Raw records -
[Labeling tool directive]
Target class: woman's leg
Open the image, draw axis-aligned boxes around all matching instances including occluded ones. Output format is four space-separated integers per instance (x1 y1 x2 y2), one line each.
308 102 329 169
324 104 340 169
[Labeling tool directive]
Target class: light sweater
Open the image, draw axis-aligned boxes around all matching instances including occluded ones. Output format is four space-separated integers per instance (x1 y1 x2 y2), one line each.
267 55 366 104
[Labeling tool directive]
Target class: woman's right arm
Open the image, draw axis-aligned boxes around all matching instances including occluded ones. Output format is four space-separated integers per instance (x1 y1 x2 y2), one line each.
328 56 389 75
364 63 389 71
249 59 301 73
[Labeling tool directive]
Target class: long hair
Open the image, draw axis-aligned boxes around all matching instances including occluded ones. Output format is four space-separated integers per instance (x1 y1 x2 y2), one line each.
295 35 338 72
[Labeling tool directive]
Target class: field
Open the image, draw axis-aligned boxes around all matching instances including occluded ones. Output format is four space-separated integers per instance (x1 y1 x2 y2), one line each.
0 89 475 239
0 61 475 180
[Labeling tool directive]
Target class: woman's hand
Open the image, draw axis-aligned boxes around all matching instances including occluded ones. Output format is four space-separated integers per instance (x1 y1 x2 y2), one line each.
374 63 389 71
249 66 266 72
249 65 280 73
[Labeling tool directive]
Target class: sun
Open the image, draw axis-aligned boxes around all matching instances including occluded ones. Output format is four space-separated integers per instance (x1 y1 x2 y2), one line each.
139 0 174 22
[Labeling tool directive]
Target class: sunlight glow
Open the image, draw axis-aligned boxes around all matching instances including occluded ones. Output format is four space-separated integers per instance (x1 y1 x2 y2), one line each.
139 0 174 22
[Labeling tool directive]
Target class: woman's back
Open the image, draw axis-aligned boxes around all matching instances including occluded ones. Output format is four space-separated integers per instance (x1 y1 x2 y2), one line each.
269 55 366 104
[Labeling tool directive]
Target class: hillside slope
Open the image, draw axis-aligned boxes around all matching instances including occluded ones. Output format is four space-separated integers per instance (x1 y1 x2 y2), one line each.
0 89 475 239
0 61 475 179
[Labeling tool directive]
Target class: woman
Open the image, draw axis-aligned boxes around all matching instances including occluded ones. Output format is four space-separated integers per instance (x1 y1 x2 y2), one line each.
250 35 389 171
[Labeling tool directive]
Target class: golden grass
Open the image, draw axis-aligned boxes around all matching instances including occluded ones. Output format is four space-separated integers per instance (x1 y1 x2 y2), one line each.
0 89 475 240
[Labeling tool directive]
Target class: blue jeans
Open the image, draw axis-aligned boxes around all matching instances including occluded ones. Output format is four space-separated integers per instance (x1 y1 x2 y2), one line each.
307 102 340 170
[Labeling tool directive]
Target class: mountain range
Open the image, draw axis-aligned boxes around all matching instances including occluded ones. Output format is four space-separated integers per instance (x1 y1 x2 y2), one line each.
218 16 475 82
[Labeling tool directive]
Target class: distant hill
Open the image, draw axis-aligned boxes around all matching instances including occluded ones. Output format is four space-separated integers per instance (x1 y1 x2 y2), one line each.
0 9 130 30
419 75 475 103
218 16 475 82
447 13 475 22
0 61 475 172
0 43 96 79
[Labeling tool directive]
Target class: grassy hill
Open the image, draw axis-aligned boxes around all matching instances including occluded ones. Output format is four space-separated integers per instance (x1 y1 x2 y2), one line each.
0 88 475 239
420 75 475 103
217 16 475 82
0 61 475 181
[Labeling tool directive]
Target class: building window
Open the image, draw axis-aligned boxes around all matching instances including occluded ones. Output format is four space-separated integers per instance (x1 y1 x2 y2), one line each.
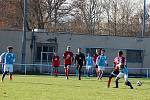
126 50 143 63
36 44 57 62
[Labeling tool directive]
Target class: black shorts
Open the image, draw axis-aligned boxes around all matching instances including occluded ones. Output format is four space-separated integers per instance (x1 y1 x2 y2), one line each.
110 70 119 77
95 65 98 68
65 64 71 68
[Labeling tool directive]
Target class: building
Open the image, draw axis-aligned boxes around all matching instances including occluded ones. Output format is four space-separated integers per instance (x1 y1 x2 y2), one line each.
0 30 150 74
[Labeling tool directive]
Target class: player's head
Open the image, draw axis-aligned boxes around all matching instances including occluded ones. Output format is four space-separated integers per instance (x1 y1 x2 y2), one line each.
101 49 105 55
118 50 123 57
67 46 71 51
78 48 82 53
96 49 100 55
87 52 90 57
7 46 13 52
54 52 57 56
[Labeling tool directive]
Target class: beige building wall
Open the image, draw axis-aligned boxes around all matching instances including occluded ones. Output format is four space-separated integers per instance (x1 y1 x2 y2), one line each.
0 31 150 73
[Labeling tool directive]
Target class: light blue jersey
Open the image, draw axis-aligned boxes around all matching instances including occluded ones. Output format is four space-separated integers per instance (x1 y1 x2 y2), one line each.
86 56 93 66
1 52 15 64
96 55 107 66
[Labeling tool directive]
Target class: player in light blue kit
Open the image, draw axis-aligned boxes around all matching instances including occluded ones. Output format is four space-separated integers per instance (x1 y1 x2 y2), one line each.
96 49 108 80
86 53 93 77
0 46 15 81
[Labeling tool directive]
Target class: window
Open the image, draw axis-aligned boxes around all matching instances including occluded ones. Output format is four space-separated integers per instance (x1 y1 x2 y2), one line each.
126 50 143 63
36 43 57 62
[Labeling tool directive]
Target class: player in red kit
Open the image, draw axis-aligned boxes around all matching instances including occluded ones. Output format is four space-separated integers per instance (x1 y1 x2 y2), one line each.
52 53 60 76
63 46 73 79
93 49 100 77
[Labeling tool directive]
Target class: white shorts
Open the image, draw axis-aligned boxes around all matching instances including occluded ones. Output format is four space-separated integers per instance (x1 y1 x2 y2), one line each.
4 64 13 72
98 66 105 71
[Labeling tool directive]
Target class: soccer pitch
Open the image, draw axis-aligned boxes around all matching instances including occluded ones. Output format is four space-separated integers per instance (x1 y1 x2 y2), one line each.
0 75 150 100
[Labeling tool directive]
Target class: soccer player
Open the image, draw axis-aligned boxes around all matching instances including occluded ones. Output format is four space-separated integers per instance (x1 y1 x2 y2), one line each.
0 46 15 82
63 46 73 80
93 49 100 77
96 49 108 80
115 51 133 89
52 53 60 76
107 55 119 88
86 53 93 77
75 48 85 80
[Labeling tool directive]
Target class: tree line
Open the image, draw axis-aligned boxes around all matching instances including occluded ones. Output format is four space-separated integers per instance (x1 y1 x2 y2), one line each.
0 0 150 36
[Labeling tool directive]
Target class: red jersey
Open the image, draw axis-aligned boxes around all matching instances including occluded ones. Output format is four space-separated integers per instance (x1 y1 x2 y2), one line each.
63 51 73 65
52 56 60 67
93 54 99 64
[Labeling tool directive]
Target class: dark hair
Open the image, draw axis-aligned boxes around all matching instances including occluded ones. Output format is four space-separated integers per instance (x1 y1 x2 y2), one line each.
101 49 105 52
7 46 13 50
118 50 123 56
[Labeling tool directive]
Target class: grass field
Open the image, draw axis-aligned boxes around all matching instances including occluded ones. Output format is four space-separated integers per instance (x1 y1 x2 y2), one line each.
0 75 150 100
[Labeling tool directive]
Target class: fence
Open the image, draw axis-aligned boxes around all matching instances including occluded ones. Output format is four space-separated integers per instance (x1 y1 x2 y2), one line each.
0 63 150 78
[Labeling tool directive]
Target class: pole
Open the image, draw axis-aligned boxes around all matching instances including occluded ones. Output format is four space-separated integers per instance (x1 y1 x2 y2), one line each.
142 0 146 37
21 0 27 72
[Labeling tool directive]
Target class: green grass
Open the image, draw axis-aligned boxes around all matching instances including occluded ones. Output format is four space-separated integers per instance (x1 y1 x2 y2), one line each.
0 75 150 100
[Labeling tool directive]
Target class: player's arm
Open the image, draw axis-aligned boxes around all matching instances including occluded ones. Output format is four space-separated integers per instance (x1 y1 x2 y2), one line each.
58 56 60 66
83 54 86 65
0 53 5 63
74 55 77 66
105 57 108 66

Short exercise -
Rewrite the listing, starting at its beginning and ending at the line containing "324 104 340 169", with "woman's leg" changed to "lady's leg" and everything else left as it is.

Result for this task -
[Labeling tool directive]
Target class: lady's leg
Open the image, draw axis-aligned boxes around all matching instances including occluded ones. Output format is four space-separated integers per instance (x1 y1 x2 y2), one line each.
308 102 329 169
324 104 340 169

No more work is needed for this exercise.